-- start Listed entries --

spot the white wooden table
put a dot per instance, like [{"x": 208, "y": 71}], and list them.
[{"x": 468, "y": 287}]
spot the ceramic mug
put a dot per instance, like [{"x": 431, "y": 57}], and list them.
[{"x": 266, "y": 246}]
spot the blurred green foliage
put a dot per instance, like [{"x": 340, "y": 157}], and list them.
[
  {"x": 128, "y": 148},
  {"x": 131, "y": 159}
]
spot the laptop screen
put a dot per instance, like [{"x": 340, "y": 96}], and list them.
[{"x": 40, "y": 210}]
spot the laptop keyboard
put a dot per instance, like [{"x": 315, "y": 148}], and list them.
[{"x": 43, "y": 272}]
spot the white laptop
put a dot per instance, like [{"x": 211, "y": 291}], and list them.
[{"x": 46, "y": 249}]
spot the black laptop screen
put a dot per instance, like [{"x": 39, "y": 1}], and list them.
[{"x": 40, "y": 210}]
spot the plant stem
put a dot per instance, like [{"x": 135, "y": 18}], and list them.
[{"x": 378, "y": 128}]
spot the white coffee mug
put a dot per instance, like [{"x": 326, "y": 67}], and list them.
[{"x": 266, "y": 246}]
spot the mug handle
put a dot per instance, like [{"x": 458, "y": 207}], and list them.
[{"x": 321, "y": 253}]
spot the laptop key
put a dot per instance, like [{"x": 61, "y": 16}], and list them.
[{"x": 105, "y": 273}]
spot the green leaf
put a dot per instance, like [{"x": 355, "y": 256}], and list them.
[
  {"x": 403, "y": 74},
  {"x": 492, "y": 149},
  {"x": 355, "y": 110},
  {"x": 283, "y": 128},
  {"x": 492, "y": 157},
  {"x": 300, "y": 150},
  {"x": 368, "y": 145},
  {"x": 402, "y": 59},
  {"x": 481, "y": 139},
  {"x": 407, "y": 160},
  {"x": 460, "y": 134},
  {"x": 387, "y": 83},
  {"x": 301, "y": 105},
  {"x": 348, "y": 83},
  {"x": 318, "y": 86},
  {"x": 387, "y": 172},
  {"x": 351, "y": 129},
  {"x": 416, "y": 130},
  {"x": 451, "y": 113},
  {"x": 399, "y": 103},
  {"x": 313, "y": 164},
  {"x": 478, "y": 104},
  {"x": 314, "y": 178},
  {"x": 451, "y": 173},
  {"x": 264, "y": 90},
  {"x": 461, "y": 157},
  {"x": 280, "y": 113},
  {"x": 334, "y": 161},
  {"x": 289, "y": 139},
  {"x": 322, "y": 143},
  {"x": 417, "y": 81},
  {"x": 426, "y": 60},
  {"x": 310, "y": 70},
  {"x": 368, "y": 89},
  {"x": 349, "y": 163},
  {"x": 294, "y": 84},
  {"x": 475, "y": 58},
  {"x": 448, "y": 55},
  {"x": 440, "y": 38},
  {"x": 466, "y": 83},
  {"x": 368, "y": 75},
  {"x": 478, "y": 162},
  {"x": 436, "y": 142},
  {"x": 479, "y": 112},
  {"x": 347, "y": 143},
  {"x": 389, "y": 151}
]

-- end Listed entries --

**Brief**
Write out, word for word, the line containing "spot the laptop screen" and every line after it to the end of the data above.

**Exercise response**
spot the laptop screen
put a dot per instance, like [{"x": 340, "y": 96}], and list them.
[{"x": 40, "y": 210}]
spot the laptop keyboard
put a dot per instance, like [{"x": 315, "y": 148}], and list them.
[{"x": 43, "y": 272}]
spot the white laptop
put a dot per instance, like [{"x": 211, "y": 291}], and list them.
[{"x": 46, "y": 249}]
spot the black laptop screen
put a dot per instance, like [{"x": 39, "y": 1}], and list them.
[{"x": 40, "y": 210}]
spot the plant stem
put a dot per instance, like [{"x": 135, "y": 18}], and list them.
[{"x": 378, "y": 128}]
spot the white coffee mug
put a dot per instance, like [{"x": 326, "y": 67}], and list them.
[{"x": 266, "y": 246}]
spot the mug handle
put a dot per instance, like [{"x": 458, "y": 207}], and list them.
[{"x": 321, "y": 253}]
spot the laptop key
put a dot per instance, like [{"x": 61, "y": 16}], and list them.
[{"x": 105, "y": 273}]
spot the green leaf
put a dot per instance, like [{"x": 355, "y": 256}], and list them.
[
  {"x": 403, "y": 74},
  {"x": 492, "y": 149},
  {"x": 355, "y": 110},
  {"x": 283, "y": 128},
  {"x": 492, "y": 157},
  {"x": 300, "y": 150},
  {"x": 368, "y": 145},
  {"x": 402, "y": 59},
  {"x": 481, "y": 139},
  {"x": 407, "y": 160},
  {"x": 460, "y": 134},
  {"x": 387, "y": 83},
  {"x": 301, "y": 105},
  {"x": 348, "y": 83},
  {"x": 318, "y": 86},
  {"x": 387, "y": 172},
  {"x": 351, "y": 129},
  {"x": 416, "y": 130},
  {"x": 451, "y": 113},
  {"x": 399, "y": 103},
  {"x": 313, "y": 164},
  {"x": 478, "y": 104},
  {"x": 314, "y": 178},
  {"x": 451, "y": 173},
  {"x": 264, "y": 90},
  {"x": 461, "y": 157},
  {"x": 280, "y": 113},
  {"x": 334, "y": 161},
  {"x": 289, "y": 139},
  {"x": 322, "y": 143},
  {"x": 417, "y": 81},
  {"x": 426, "y": 60},
  {"x": 310, "y": 70},
  {"x": 368, "y": 89},
  {"x": 349, "y": 163},
  {"x": 294, "y": 84},
  {"x": 475, "y": 58},
  {"x": 448, "y": 55},
  {"x": 440, "y": 38},
  {"x": 466, "y": 83},
  {"x": 368, "y": 75},
  {"x": 478, "y": 162},
  {"x": 436, "y": 142},
  {"x": 479, "y": 112},
  {"x": 347, "y": 143},
  {"x": 389, "y": 151}
]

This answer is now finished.